● **VORLIEGENDER TEXTAUSZUG**:

Wäre ja auch zu cool wenn es einfach so funktionieren würde  :Razz: . Ich hoffe ich habe mit diesem kopieren nciht alles nur noch komplizierter gemacht.

PS: Habe jetzt erstmal die emerge --info nicht gepostet, da bei mir Firefox nicht so richtig funktioniert und ich mit dem w3m Browser nur teilweise klarkomme (und natürlich emerge nicht richitg funktioniert und deswegen ..). 

PPS: Könntest du mir eine vllt gute Lektüre über Gentoo empfehlen, damit ich mal so ein bischen besser das ganze System verstehe. ALso die gesamte Installation hat mir schon sehr gut geholfen, aber gerade das portage system verstehe ich nicht so ganz (also z.B. "Gentoo Linux. Die Metadistribution?"

Danke, für einen Gentoo Noob ist dieses FOrum wirklich gold wert  :Wink: .

----------

## Max Steel

Ich hätte dir mal:

http://www.gentoo.org/doc/de/

zu ermpfehlen auserdem noch

http://gentoo-wiki.com

Für Portage dashier:

http://www.gentoo.org/doc/de/handbook/handbook-x86.xml?part=2&chap=1

Und für den Rest noch dahier:

http://www.gentoo.org/doc/de/?catid=gentoo

Viel Spaß

----------

## Mischk

Danke!

Ich habe einfach nochmals STIGMaTa_ch s Schritte befolgt (nur diesmal mit stage 3) und dann nicht nur quickpkg python ausgeführt sondern /usr/lib/portage ersetzt.

SCheint im Moment wieder alles super zu funktionieren  :Smile: 

----------

● **AUFGABE**:
Erkläre in ein bis drei Sätzen, aus welchem Grund die Ausgabe von emerge --info im Forenauszug über Gentoo zunächst nicht gepostet wurde.

● **GEGEBENE AUFLISTUNG**:

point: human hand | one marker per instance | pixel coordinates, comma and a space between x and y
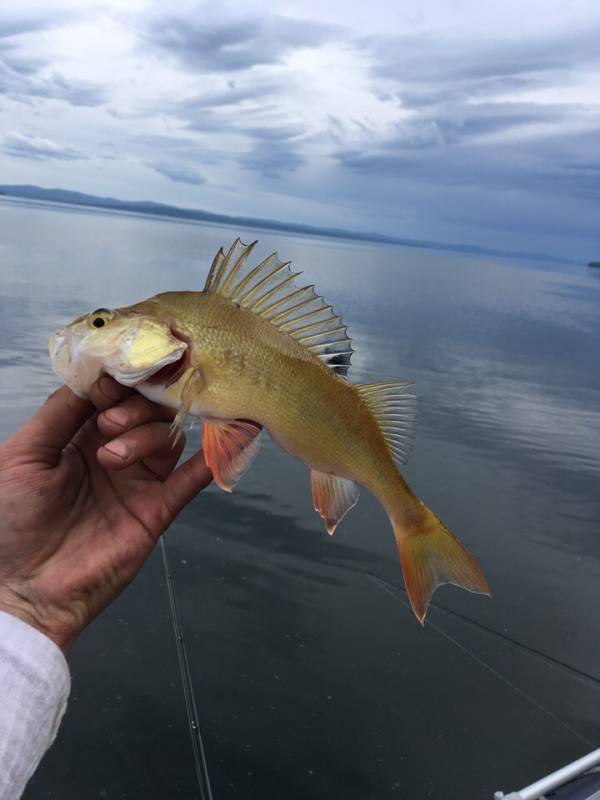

● **LÖSUNG**:
Die Ausgabe wurde vorerst nicht gepostet, weil Firefox auf dem betroffenen System nicht richtig funktioniert und der Umgang mit dem Browser w3m nur teilweise gelingt. Hinzu kommt, dass emerge selbst nicht richtig funktioniert.